--- DATASET ENTRIES ---

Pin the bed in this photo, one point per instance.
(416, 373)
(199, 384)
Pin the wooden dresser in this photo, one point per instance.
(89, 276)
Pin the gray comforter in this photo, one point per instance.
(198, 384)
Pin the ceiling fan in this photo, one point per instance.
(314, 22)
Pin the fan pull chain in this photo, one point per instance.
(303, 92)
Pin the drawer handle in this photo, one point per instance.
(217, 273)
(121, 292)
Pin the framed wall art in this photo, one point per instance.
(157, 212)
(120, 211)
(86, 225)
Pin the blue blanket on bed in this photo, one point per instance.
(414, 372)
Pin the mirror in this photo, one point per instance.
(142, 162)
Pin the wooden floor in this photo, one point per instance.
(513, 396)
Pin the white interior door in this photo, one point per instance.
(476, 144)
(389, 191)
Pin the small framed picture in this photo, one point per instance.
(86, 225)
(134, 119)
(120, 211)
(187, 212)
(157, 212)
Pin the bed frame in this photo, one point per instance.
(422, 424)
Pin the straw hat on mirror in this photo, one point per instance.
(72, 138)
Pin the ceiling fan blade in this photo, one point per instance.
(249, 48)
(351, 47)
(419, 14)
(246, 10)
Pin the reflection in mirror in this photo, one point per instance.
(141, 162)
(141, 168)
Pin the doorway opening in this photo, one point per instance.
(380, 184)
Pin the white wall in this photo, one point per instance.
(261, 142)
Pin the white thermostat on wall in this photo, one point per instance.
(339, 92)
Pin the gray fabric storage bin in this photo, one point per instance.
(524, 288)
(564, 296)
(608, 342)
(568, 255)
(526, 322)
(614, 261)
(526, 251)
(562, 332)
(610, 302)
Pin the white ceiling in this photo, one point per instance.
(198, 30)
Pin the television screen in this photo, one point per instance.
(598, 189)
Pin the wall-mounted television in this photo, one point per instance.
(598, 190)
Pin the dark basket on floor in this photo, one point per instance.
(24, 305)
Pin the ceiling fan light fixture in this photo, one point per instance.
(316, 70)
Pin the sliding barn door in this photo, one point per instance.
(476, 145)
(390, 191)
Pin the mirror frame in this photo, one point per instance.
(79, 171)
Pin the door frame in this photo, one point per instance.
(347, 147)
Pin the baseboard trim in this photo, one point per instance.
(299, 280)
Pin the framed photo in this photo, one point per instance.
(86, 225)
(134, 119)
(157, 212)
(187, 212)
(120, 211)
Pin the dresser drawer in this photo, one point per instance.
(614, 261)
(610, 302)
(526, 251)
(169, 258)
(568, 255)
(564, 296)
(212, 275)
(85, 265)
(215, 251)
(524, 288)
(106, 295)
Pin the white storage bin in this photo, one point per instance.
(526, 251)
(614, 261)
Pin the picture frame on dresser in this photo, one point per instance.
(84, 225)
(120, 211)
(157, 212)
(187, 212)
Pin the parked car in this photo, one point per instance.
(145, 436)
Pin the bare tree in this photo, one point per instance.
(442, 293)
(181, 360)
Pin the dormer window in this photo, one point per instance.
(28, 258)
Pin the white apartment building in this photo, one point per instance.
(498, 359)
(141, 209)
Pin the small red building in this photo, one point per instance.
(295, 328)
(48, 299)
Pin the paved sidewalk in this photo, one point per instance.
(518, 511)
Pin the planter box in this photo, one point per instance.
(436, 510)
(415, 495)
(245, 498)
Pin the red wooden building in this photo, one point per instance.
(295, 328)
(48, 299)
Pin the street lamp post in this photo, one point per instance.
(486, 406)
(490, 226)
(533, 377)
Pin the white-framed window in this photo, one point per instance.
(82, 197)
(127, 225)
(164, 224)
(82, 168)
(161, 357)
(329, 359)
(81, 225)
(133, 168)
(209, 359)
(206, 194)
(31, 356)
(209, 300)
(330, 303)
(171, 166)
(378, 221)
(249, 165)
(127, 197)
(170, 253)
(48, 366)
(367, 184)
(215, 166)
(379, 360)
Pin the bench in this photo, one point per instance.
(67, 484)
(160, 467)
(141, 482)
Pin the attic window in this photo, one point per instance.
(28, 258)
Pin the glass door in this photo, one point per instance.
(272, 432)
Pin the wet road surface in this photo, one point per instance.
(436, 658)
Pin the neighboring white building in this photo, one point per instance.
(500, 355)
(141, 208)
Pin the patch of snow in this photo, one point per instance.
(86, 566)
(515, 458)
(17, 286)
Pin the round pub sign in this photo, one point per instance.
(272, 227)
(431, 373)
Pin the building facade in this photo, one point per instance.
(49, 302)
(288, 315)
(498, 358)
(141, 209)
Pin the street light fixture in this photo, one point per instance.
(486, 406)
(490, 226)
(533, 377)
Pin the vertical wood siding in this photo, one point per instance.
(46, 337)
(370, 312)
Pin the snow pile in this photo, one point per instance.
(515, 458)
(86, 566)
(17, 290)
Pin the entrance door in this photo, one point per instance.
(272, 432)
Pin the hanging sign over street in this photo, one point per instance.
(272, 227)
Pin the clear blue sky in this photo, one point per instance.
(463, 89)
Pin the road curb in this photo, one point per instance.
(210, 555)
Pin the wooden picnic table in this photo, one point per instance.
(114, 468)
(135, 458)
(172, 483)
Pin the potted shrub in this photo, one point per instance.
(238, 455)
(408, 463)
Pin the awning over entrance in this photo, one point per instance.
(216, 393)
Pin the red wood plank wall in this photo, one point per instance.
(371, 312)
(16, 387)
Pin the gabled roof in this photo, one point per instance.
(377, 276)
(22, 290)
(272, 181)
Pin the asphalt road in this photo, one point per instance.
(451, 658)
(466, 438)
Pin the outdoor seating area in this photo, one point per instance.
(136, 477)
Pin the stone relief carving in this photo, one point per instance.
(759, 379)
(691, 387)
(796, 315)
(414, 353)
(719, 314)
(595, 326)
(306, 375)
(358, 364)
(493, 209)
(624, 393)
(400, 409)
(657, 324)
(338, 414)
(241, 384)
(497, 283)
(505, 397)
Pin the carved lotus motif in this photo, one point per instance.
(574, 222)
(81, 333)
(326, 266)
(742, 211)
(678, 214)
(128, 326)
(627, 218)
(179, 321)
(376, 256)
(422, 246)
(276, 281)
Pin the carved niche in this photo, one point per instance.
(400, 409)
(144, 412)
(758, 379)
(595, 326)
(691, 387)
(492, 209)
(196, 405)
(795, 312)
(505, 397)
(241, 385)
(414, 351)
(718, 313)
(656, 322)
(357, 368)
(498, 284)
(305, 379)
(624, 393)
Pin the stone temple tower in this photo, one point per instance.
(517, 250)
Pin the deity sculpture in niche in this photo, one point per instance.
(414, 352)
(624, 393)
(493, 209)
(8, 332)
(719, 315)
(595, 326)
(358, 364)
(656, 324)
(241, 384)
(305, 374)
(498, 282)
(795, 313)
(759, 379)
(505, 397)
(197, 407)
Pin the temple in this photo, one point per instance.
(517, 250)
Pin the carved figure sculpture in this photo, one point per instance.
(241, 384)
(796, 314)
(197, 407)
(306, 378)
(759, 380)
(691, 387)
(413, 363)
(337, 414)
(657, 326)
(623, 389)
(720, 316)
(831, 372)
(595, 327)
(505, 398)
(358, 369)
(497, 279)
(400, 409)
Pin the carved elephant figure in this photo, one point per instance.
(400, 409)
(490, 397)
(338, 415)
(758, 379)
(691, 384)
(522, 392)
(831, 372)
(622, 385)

---

■ WHAT IS EXPECTED: Please copy each line above exactly as written.

■ ANSWER SPACE:
Pin the bed in this photo, one point per instance.
(416, 373)
(199, 384)
Pin the wooden dresser in this photo, one point per instance.
(89, 276)
Pin the gray comforter in this photo, one point per instance.
(198, 384)
Pin the ceiling fan in this photo, one point per instance.
(314, 22)
Pin the fan pull chain in this photo, one point per instance.
(303, 92)
Pin the drawer handle in this photo, one point per instance.
(217, 273)
(121, 292)
Pin the framed wall art in this photo, one point per instance.
(157, 212)
(120, 211)
(86, 225)
Pin the blue blanket on bed in this photo, one point per instance.
(414, 372)
Pin the mirror in this photo, one point per instance.
(142, 162)
Pin the wooden floor in this photo, one point per instance.
(513, 396)
Pin the white interior door in this photo, one point per instance.
(476, 144)
(389, 191)
Pin the small framed picture in this photo, one point per instance.
(86, 225)
(134, 119)
(120, 211)
(187, 212)
(157, 212)
Pin the bed frame in this photo, one point per instance.
(422, 424)
Pin the straw hat on mirror in this photo, one point per instance.
(72, 138)
Pin the ceiling fan blade in this photo, one point per instance.
(249, 48)
(351, 47)
(419, 14)
(246, 10)
Pin the reflection in mirror in this photo, one point per instance.
(141, 162)
(141, 168)
Pin the doorway opening in this photo, one point per instance.
(380, 184)
Pin the white wall in this photo, one point per instance.
(261, 142)
Pin the white thermostat on wall in this photo, one point per instance.
(339, 92)
Pin the gray fabric storage bin in this photo, one point per instance.
(524, 288)
(564, 296)
(608, 342)
(568, 255)
(526, 322)
(614, 261)
(526, 251)
(562, 332)
(610, 302)
Pin the white ceiling in this photo, one point per instance.
(198, 30)
Pin the television screen in this photo, one point per instance.
(598, 189)
Pin the wall-mounted television in this photo, one point per instance.
(598, 190)
Pin the dark basket on floor in this photo, one point per instance.
(24, 305)
Pin the ceiling fan light fixture in this photo, one point per instance.
(316, 70)
Pin the sliding barn door in this photo, one point per instance.
(476, 145)
(390, 191)
Pin the mirror frame in this photo, one point per instance.
(79, 171)
Pin the door frame in this photo, one point per instance.
(347, 147)
Pin the baseboard trim in this photo, one point per instance.
(299, 280)
Pin the framed photo in this photo, one point per instance.
(86, 225)
(134, 119)
(157, 212)
(187, 212)
(120, 211)
Pin the dresser drawer in this photo, one point per instance.
(614, 261)
(610, 302)
(526, 251)
(169, 258)
(568, 255)
(564, 296)
(212, 275)
(85, 265)
(215, 251)
(524, 288)
(106, 295)
Pin the white storage bin in this photo, one point per instance.
(526, 251)
(614, 261)
Pin the picture frame on dresser in this photo, one point per instance.
(84, 225)
(120, 211)
(157, 212)
(187, 212)
Pin the parked car in this photo, one point per instance.
(145, 436)
Pin the bare tree in this photo, one point per instance.
(442, 293)
(181, 360)
Pin the dormer window in this photo, one point per instance.
(28, 258)
Pin the white apartment building in this photo, one point per instance.
(498, 359)
(141, 209)
Pin the small red building in this photo, one point per instance.
(295, 328)
(48, 299)
Pin the paved sidewalk in this photo, one point per instance.
(518, 511)
Pin the planter box in this photo, one point per instance.
(436, 510)
(415, 495)
(245, 498)
Pin the red wooden building in this photo, one point per instance.
(295, 328)
(48, 299)
Pin the street lamp post in this photo, one point per instance.
(486, 406)
(490, 226)
(533, 377)
Pin the white-framed window in this photo, one point per instance.
(82, 197)
(127, 225)
(164, 224)
(82, 168)
(161, 357)
(329, 359)
(81, 225)
(133, 168)
(209, 359)
(206, 194)
(31, 356)
(209, 300)
(330, 303)
(171, 166)
(378, 221)
(249, 165)
(127, 197)
(170, 253)
(48, 366)
(367, 184)
(215, 166)
(379, 360)
Pin the bench in this photo, one point per instance.
(67, 484)
(160, 467)
(141, 482)
Pin the attic window in this photo, one point per instance.
(28, 258)
Pin the glass door in this photo, one point per instance.
(272, 432)
Pin the wet road surface in this photo, one point per instance.
(436, 658)
Pin the neighboring white building in this photo, one point per instance.
(500, 355)
(141, 208)
Pin the patch of snow in this photo, one point per instance.
(86, 566)
(515, 458)
(17, 286)
Pin the round pub sign in this photo, one point per instance.
(272, 227)
(431, 373)
Pin the building facade in this photo, one point per instance.
(49, 302)
(288, 315)
(498, 358)
(141, 209)
Pin the street light fixture in this photo, one point per instance.
(486, 406)
(490, 226)
(533, 377)
Pin the vertical wood siding in this photo, one point per instance.
(46, 337)
(370, 312)
Pin the snow pile in this photo, one point per instance.
(515, 458)
(86, 566)
(17, 290)
Pin the entrance door in this photo, one point per instance.
(272, 432)
Pin the hanging sign over street in this photo, one point per instance.
(272, 227)
Pin the clear blue sky in this photo, one point per instance.
(463, 89)
Pin the road curb in this photo, one point per instance.
(210, 555)
Pin the wooden picnic table in this photo, one point per instance.
(114, 468)
(135, 458)
(172, 483)
Pin the potted shrub in this photo, one point per instance.
(238, 455)
(408, 463)
Pin the awning over entrance in this photo, one point per instance.
(216, 393)
Pin the red wood plank wall in this photo, one point per instance.
(371, 312)
(16, 387)
Pin the gabled roof in this photo, one point per instance.
(377, 276)
(22, 290)
(272, 181)
Pin the asphalt road in this photo, one point per instance.
(451, 658)
(466, 438)
Pin the outdoor seating area in this photo, one point per instance.
(136, 477)
Pin the stone relief carving in this photo, one point per instance.
(759, 379)
(691, 387)
(796, 315)
(414, 353)
(719, 314)
(595, 326)
(306, 375)
(358, 364)
(493, 209)
(624, 393)
(400, 409)
(657, 324)
(338, 414)
(241, 384)
(497, 283)
(505, 397)
Pin the carved lotus motif in this photo, one point per instance.
(574, 222)
(81, 333)
(326, 266)
(742, 211)
(678, 214)
(128, 326)
(627, 218)
(179, 321)
(376, 256)
(422, 246)
(276, 281)
Pin the carved niche in this photo, one point per instance.
(400, 409)
(144, 412)
(758, 379)
(595, 326)
(691, 387)
(492, 209)
(196, 405)
(795, 312)
(505, 397)
(241, 385)
(414, 351)
(718, 313)
(656, 322)
(357, 368)
(498, 284)
(305, 379)
(624, 393)
Pin the stone temple tower in this photo, one point per instance.
(517, 250)
Pin the deity sculpture in niche in this photo, one point per instance.
(414, 352)
(624, 393)
(493, 209)
(8, 332)
(719, 315)
(595, 326)
(358, 364)
(656, 324)
(241, 384)
(305, 374)
(498, 282)
(795, 313)
(759, 379)
(505, 397)
(197, 407)
Pin the temple in this photo, one point per instance.
(517, 250)
Pin the carved figure sculpture in this photo, one point per instance.
(241, 384)
(796, 314)
(197, 407)
(306, 378)
(759, 380)
(691, 387)
(413, 363)
(337, 414)
(657, 326)
(623, 389)
(720, 316)
(831, 372)
(595, 327)
(505, 398)
(358, 369)
(497, 279)
(400, 409)
Pin the carved elephant figure in this photo, one point per instance.
(400, 409)
(490, 397)
(338, 415)
(758, 379)
(691, 384)
(522, 392)
(831, 372)
(622, 385)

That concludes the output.